» **Activity**
Print out the data below in full and exactly, skipping the pictures.

» **Stored data entries**
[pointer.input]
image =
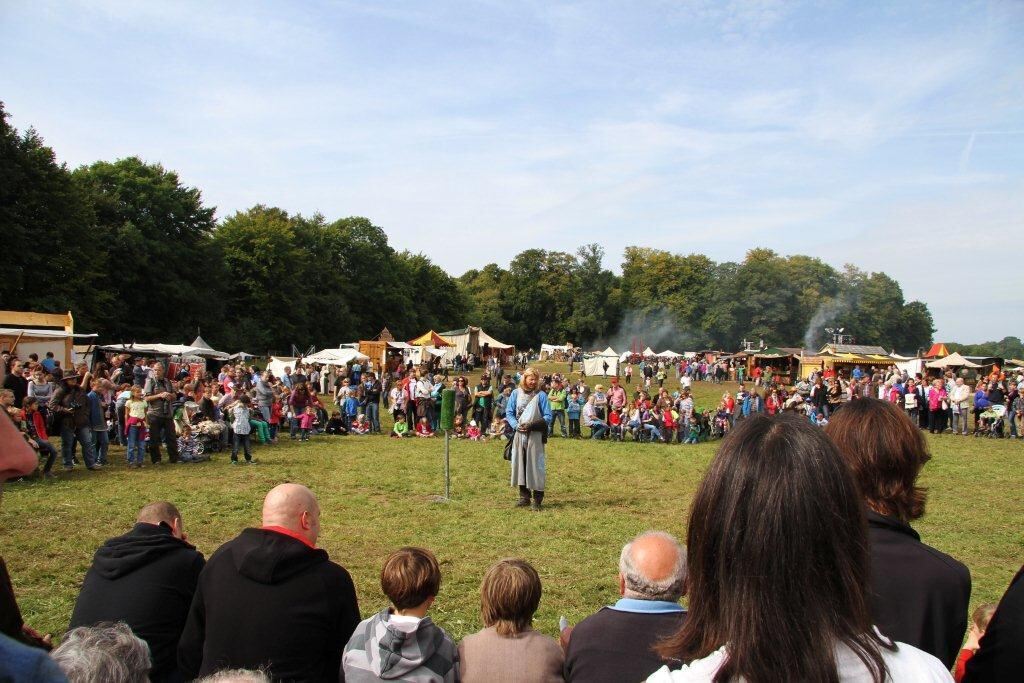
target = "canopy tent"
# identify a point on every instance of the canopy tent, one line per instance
(937, 351)
(603, 364)
(180, 350)
(952, 360)
(430, 338)
(548, 349)
(335, 356)
(278, 364)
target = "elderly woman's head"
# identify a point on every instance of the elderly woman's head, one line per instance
(886, 452)
(510, 595)
(108, 651)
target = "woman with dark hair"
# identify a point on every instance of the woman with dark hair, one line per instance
(919, 595)
(778, 568)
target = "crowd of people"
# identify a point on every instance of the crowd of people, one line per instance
(827, 582)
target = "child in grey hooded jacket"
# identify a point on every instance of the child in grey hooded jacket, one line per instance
(401, 643)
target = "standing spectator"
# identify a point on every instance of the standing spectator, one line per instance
(508, 649)
(160, 394)
(616, 643)
(782, 596)
(919, 594)
(15, 382)
(299, 607)
(146, 579)
(72, 407)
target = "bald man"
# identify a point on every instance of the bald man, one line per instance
(614, 644)
(270, 598)
(146, 579)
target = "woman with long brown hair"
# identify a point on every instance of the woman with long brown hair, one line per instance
(778, 568)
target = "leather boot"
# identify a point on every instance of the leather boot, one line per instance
(523, 497)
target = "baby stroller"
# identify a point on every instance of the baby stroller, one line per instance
(991, 422)
(190, 449)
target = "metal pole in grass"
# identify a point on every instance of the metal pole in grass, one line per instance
(446, 423)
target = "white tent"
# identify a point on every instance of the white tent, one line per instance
(594, 364)
(952, 360)
(278, 364)
(336, 356)
(548, 349)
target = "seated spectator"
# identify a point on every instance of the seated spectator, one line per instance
(237, 676)
(508, 649)
(979, 624)
(300, 607)
(108, 652)
(416, 648)
(423, 428)
(145, 579)
(999, 655)
(778, 584)
(919, 595)
(616, 643)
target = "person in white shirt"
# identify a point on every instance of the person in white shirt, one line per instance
(778, 563)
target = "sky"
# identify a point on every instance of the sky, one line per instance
(885, 134)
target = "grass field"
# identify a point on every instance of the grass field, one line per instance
(376, 496)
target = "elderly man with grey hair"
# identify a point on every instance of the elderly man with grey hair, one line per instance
(109, 652)
(615, 643)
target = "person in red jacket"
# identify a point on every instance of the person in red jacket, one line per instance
(36, 428)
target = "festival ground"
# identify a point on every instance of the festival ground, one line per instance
(375, 494)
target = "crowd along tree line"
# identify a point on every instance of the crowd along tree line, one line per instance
(136, 255)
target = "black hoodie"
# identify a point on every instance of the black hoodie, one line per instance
(146, 579)
(266, 599)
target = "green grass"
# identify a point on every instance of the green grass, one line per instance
(376, 496)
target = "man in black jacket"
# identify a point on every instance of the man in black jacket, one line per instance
(146, 579)
(270, 598)
(615, 644)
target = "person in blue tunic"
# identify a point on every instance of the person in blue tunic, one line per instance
(528, 413)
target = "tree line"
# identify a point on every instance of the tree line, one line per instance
(137, 256)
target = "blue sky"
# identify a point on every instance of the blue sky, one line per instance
(888, 135)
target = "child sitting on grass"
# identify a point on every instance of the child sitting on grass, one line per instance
(417, 649)
(400, 428)
(360, 426)
(497, 429)
(336, 425)
(979, 624)
(423, 428)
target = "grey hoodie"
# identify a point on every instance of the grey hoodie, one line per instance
(382, 650)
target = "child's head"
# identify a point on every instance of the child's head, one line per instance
(982, 615)
(411, 578)
(510, 595)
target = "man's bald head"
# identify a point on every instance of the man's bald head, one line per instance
(652, 566)
(162, 512)
(293, 507)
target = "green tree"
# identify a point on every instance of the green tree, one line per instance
(60, 263)
(158, 233)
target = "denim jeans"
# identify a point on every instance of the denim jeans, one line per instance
(100, 444)
(46, 449)
(136, 444)
(374, 416)
(244, 441)
(559, 417)
(960, 420)
(162, 429)
(69, 434)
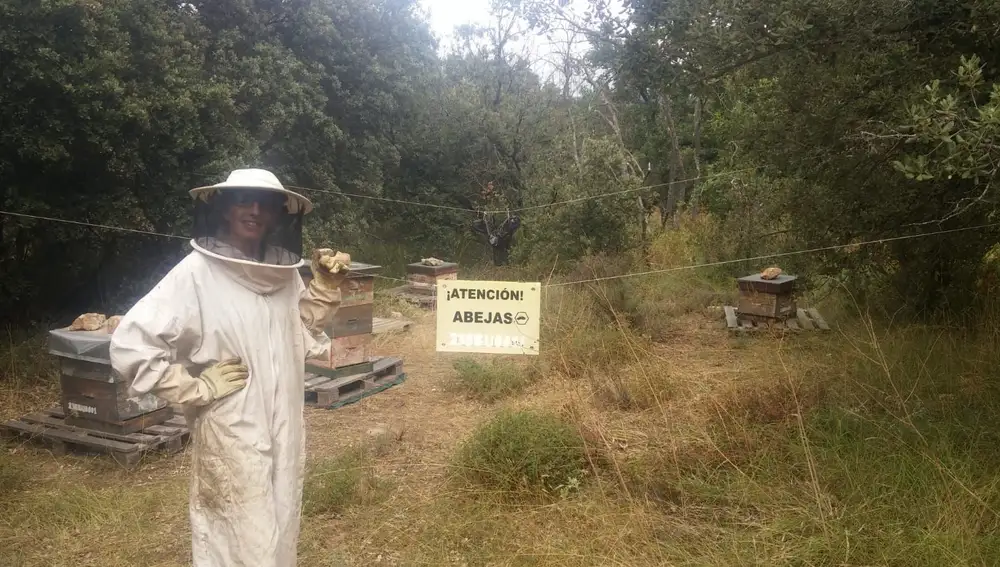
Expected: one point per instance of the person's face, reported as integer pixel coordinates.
(252, 213)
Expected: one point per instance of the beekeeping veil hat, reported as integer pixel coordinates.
(250, 218)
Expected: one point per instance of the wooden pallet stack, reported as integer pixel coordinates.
(97, 412)
(335, 387)
(768, 303)
(51, 427)
(350, 372)
(422, 279)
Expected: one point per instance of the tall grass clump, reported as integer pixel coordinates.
(522, 452)
(882, 453)
(337, 483)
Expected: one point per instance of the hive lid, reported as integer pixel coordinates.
(90, 346)
(420, 268)
(781, 284)
(358, 269)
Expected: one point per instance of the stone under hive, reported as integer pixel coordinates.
(93, 395)
(770, 298)
(351, 329)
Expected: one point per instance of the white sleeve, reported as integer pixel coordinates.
(163, 325)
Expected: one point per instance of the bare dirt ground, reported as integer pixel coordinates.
(87, 511)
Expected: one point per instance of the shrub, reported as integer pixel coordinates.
(523, 451)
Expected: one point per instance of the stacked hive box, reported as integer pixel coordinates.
(351, 328)
(93, 395)
(422, 279)
(771, 299)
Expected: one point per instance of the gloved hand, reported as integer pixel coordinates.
(329, 268)
(224, 378)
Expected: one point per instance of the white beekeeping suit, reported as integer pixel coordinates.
(226, 334)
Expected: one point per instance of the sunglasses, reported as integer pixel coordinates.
(266, 199)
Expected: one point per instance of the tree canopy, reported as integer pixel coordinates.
(819, 121)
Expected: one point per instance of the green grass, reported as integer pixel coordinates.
(336, 483)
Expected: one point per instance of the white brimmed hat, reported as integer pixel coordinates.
(259, 179)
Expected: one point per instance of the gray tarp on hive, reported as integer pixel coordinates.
(90, 346)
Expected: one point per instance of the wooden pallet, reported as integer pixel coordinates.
(50, 427)
(381, 325)
(805, 320)
(330, 393)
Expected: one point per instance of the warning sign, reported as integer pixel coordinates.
(488, 317)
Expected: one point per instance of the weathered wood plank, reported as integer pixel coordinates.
(731, 321)
(72, 437)
(41, 419)
(804, 320)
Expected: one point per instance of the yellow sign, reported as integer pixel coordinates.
(488, 317)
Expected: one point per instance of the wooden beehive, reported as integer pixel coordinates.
(423, 279)
(351, 329)
(93, 395)
(773, 299)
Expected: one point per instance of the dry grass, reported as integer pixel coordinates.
(700, 449)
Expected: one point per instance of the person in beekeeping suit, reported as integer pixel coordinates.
(225, 334)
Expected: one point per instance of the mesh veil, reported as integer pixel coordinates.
(250, 225)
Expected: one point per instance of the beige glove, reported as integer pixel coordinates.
(224, 378)
(215, 382)
(330, 268)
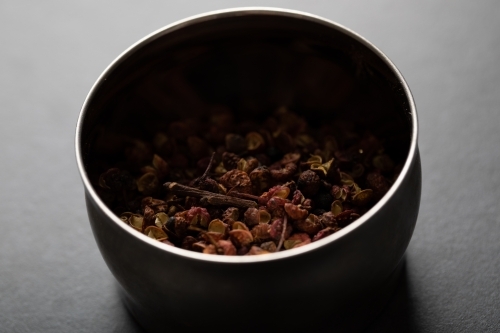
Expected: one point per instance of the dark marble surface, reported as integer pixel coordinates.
(52, 277)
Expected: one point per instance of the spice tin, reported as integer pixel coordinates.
(338, 283)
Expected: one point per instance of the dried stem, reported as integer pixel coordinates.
(210, 165)
(261, 201)
(211, 198)
(282, 238)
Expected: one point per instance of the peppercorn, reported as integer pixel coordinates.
(309, 183)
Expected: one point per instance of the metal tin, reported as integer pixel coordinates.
(339, 282)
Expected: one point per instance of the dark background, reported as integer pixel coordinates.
(52, 277)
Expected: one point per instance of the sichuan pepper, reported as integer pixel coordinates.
(251, 191)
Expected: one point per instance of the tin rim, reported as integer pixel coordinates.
(233, 12)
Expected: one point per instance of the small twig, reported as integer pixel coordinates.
(261, 201)
(209, 166)
(282, 238)
(212, 198)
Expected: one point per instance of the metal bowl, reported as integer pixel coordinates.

» **Exercise output**
[pointer.input]
image =
target = "canopy tent"
# identify a point on every instance of the canopy tent, one line per instance
(937, 351)
(603, 364)
(180, 350)
(952, 360)
(430, 338)
(548, 349)
(335, 356)
(278, 364)
target = "elderly woman's head"
# identify a point on every instance of the elderly woman's head, one line per instance
(886, 452)
(510, 595)
(108, 651)
target = "woman with dark hair"
# identify a point on every instance of the woman with dark hair, one line per instance
(919, 595)
(778, 568)
target = "crowd of people"
# identify a point on every instance of the crowd of people, one line per instance
(827, 582)
target = "child in grey hooded jacket"
# identify a point on every instance of the child in grey hooded jacket, one line per instance
(401, 643)
target = "standing spectator"
# identify a point on every instance of the standing spectator, one line per instance
(508, 649)
(160, 394)
(616, 643)
(782, 596)
(919, 594)
(15, 382)
(299, 607)
(146, 579)
(72, 407)
target = "bald man"
# identify a point on every instance of the bald man, one line per instance
(614, 644)
(270, 598)
(146, 579)
target = "woman with long brown hair"
# identify a point on every instance of the woman with long brown hair, one line per instance
(778, 568)
target = "leather boot"
# identify a point on every instance of the leather boot, one line per instance
(523, 497)
target = "baby stroller"
# identify a point on every instance of the baby stroller, one line per instance
(991, 422)
(190, 449)
target = "metal pole in grass"
# identify a point on every instance of the metal pole in grass, one line per instance
(446, 423)
target = "white tent"
# identify a point on every instance of the white tent, one line per instance
(594, 364)
(952, 360)
(278, 364)
(336, 356)
(548, 349)
target = "seated spectator"
# identify a point on every instance of the seated spectator, one line per instance
(237, 676)
(508, 649)
(979, 624)
(300, 607)
(108, 652)
(416, 648)
(423, 428)
(145, 579)
(999, 655)
(778, 584)
(919, 595)
(616, 643)
target = "person in white shirt"
# identify a point on every instance of the person in white shirt, one line per instance
(778, 563)
target = "sky"
# identify a point on every instance of the sky, one line per instance
(885, 134)
target = "grass field"
# identify a point on every instance of the grass field, one line per instance
(376, 496)
target = "elderly man with grey hair"
# identify a point on every instance of the elderly man with grey hair, one line per instance
(109, 652)
(615, 643)
target = "person in red jacket"
# identify a point on every instance of the person in red jacket, one line per instance
(36, 428)
target = "festival ground"
# identify a point on every instance of the festival ground, one line per instance
(375, 494)
target = "crowd along tree line"
# identify a point on every instance of the crowd along tree line, one line per instance
(136, 255)
target = "black hoodie"
# identify a point on every instance of the black hoodie, one line per instance
(146, 579)
(266, 599)
target = "green grass"
# identify a point on every instance of the green grass, one line per instance
(376, 496)
target = "man in black jacket"
# identify a point on every instance of the man in black jacket, one line per instance
(146, 579)
(270, 598)
(615, 644)
target = "person in blue tunic"
# identify a point on every instance of the person in blue tunic, one line per instance
(528, 413)
target = "tree line"
# identify a point on every instance of the tree line, one line per instance
(137, 256)
target = "blue sky"
# identify a point on every instance of the blue sky, one line per instance
(888, 135)
target = "child sitting on grass"
# identify a point on every instance of the child sitting on grass, one line per instance
(417, 649)
(400, 428)
(360, 426)
(497, 429)
(336, 425)
(979, 624)
(423, 428)
target = "grey hoodie"
# identify a point on every instance of the grey hoodie, one line per instance
(382, 650)
target = "child's head"
# identify a point on every instance of the child's head, one line per instance
(982, 615)
(411, 578)
(510, 595)
target = "man's bald head"
# identify a point on every instance of the man's bald head, one line per instance
(652, 566)
(162, 512)
(293, 507)
target = "green tree"
# identify a point on every instance of the green tree, one line per instance
(60, 263)
(158, 233)
target = "denim jeans"
# identify a point on every instance of the denim jeans, one line per instance
(100, 444)
(46, 449)
(136, 444)
(374, 416)
(244, 441)
(559, 417)
(960, 420)
(162, 429)
(69, 434)
Expected: one point per instance of the person's face, reported as integer pixel coordinates.
(252, 213)
Expected: one point per instance of the beekeeping veil hat, reported as integer pixel coordinates.
(250, 218)
Expected: one point per instance of the wooden pallet stack, reported as integer pixel coordinates.
(97, 412)
(335, 387)
(768, 303)
(51, 427)
(350, 372)
(422, 279)
Expected: one point per instance of the tall grass clump, reported as integer pixel coordinates.
(522, 452)
(882, 453)
(337, 483)
Expected: one point per instance of the hive lid, reported as integer pixel coordinates.
(90, 346)
(420, 268)
(781, 284)
(358, 269)
Expected: one point per instance of the stone under hive, reported as integer pixel coordinates.
(93, 395)
(770, 298)
(351, 329)
Expected: one point per instance of the white sleeve, reported as integer pixel coordinates.
(163, 325)
Expected: one point per instance of the bare dirt ground, reported as integer pixel coordinates.
(87, 511)
Expected: one point per instance of the shrub, reported as integer pixel coordinates.
(523, 451)
Expected: one point per instance of the stacked hive box, reported as integer pixel coordinates.
(351, 328)
(93, 395)
(422, 279)
(771, 299)
Expected: one point per instance of the gloved hand, reported as integer pixel coordinates.
(329, 268)
(224, 378)
Expected: one point per instance of the white beekeeping suit, reported as integer pixel coordinates.
(226, 334)
Expected: one point per instance of the sunglasses, reported as integer pixel coordinates.
(266, 199)
Expected: one point per instance of the tree canopy, reported as integer pixel coordinates.
(819, 121)
Expected: one point per instance of the green grass, reported as integer pixel coordinates.
(336, 483)
Expected: one point per instance of the white brimmed hat, reported as integer pixel coordinates.
(259, 179)
Expected: one point per instance of the gray tarp on hive, reported as integer pixel coordinates.
(90, 346)
Expected: one point per instance of the wooden pallet, reported as integer pixel coordinates.
(50, 427)
(381, 325)
(805, 320)
(330, 393)
Expected: one point per instance of the warning sign, reported as integer pixel coordinates.
(488, 317)
Expected: one point per instance of the weathered wood plank, reported as integer pixel coordinates.
(731, 321)
(72, 437)
(41, 419)
(804, 320)
Expected: one point per instance of the yellow sign, reported as integer pixel coordinates.
(488, 317)
Expected: one point per instance of the wooden beehive, reported as integer pixel coordinates.
(423, 279)
(351, 329)
(93, 395)
(773, 299)
Expected: one point per instance of the dry grass, reported as integer pixel coordinates.
(700, 449)
Expected: one point per instance of the person in beekeeping suit, reported as integer pixel coordinates.
(225, 334)
Expected: one point per instance of the mesh veil, reported as integer pixel coordinates.
(250, 225)
Expected: one point per instance of the beige glove, reported as integer pixel coordinates.
(224, 378)
(215, 382)
(330, 268)
Expected: one point per instance of the dark marble surface, reported as integer pixel coordinates.
(52, 277)
Expected: one point per instance of the spice tin, reported as integer pixel coordinates.
(338, 283)
Expected: one point per instance of the dried stem, reported as integer pixel coordinates.
(210, 165)
(261, 201)
(211, 198)
(282, 238)
Expected: one point per instance of the peppercorn, reported as integer pixel coordinates.
(309, 183)
Expected: one point per instance of the metal tin, reported as integer pixel coordinates.
(339, 282)
Expected: one point per instance of the dark background, reported as integer pixel coordinates.
(52, 277)
Expected: one point per instance of the sichuan pepper, reported as integer pixel coordinates.
(251, 191)
Expected: one point per instance of the tin rim, reported as integer pixel coordinates.
(233, 12)
Expected: one point per instance of the small twig, reported as integer pixel coordinates.
(261, 201)
(209, 166)
(282, 238)
(212, 198)
Expected: one point per instance of the metal bowl, reported as integer pixel coordinates.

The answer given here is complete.